[Extracted entries — start]

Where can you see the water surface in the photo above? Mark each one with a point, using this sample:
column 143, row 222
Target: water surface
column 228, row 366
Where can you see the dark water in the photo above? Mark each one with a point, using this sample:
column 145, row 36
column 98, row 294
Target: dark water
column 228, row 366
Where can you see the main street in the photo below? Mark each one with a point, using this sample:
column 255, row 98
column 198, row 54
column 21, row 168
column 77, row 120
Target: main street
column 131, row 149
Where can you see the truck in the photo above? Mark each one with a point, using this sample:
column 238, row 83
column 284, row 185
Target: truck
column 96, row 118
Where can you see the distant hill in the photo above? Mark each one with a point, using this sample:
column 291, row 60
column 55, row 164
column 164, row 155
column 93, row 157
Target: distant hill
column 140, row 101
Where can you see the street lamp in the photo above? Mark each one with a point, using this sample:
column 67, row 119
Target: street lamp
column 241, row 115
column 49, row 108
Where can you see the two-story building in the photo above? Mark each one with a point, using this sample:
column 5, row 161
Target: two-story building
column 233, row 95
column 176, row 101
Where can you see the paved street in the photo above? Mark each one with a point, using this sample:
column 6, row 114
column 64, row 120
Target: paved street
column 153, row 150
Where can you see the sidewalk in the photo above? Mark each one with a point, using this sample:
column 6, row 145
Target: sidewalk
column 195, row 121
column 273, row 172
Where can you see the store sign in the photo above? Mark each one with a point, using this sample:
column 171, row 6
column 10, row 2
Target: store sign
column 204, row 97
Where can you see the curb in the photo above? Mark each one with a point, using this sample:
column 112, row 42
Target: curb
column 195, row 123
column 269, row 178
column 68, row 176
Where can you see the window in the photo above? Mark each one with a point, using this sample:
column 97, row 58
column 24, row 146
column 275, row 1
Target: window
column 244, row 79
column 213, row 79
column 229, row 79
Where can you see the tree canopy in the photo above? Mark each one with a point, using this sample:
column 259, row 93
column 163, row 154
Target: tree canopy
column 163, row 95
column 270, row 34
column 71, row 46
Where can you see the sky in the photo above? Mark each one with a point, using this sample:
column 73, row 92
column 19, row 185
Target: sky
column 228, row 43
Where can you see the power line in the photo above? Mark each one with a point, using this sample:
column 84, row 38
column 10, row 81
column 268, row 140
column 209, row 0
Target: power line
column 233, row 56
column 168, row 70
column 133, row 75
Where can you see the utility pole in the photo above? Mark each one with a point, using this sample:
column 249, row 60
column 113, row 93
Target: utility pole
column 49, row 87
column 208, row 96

[Extracted entries — finish]

Goal of the exercise
Write out the listing once more, matching it exactly.

Written solution
Where can you see the water surface in the photo above? Mark each one with a point, using this sample:
column 143, row 222
Target: water surface
column 228, row 366
Where can you see the dark water in the photo above? Mark each one with a point, using this sample:
column 145, row 36
column 98, row 294
Target: dark water
column 228, row 366
Where can you see the main street in the photo below? Mark each one with a point, using this sample:
column 255, row 98
column 198, row 54
column 21, row 168
column 77, row 120
Target: main street
column 131, row 149
Where can you see the truck in the photo above? Mark each one with a point, using this sample:
column 238, row 83
column 284, row 185
Target: truck
column 96, row 118
Where can you see the distant hill in the photo above? Mark each one with a point, using this sample:
column 291, row 60
column 55, row 164
column 164, row 155
column 93, row 157
Target: distant hill
column 140, row 101
Where can you see the street lamp in the photo above? Mark each one with a point, using this sample:
column 67, row 119
Target: street lamp
column 241, row 115
column 49, row 108
Where can you see the two-story building in the photo above? Mark each one with a point, using this sample:
column 5, row 161
Target: two-story building
column 233, row 95
column 176, row 101
Where can you see the paved street in the photo above? Mark each one with a point, using this sample:
column 6, row 114
column 64, row 120
Target: paved street
column 153, row 150
Where can you see the sidewalk in the photo above? Mark each one with a point, using this sample:
column 6, row 145
Target: sidewalk
column 195, row 121
column 273, row 172
Where can you see the store sign in the photo above? Mark each one with a point, using this sample:
column 171, row 6
column 10, row 2
Target: store sign
column 204, row 97
Where can you see the curb in the photo above? Mark each one with a point, using this sample:
column 112, row 42
Target: curb
column 195, row 123
column 269, row 178
column 68, row 176
Where can you see the window in the photo above? Mark each one with a point, using this sample:
column 97, row 58
column 24, row 146
column 275, row 1
Target: window
column 244, row 79
column 213, row 79
column 229, row 79
Where can you see the tree canopy in the photo above? Mark each one with a point, using this sample:
column 259, row 93
column 163, row 154
Target: tree canopy
column 163, row 95
column 270, row 34
column 71, row 46
Where can you see the sky in the photo above? Mark each one with a point, using this sample:
column 73, row 92
column 19, row 185
Target: sky
column 228, row 43
Where can you see the power line in the photo above? Mark each one with a point, using this sample:
column 84, row 38
column 10, row 81
column 268, row 140
column 209, row 0
Target: power line
column 233, row 56
column 168, row 70
column 133, row 75
Where can you see the utility pole in the photo above? Mark each one with a point, using this sample:
column 249, row 60
column 113, row 93
Target: utility pole
column 49, row 87
column 208, row 96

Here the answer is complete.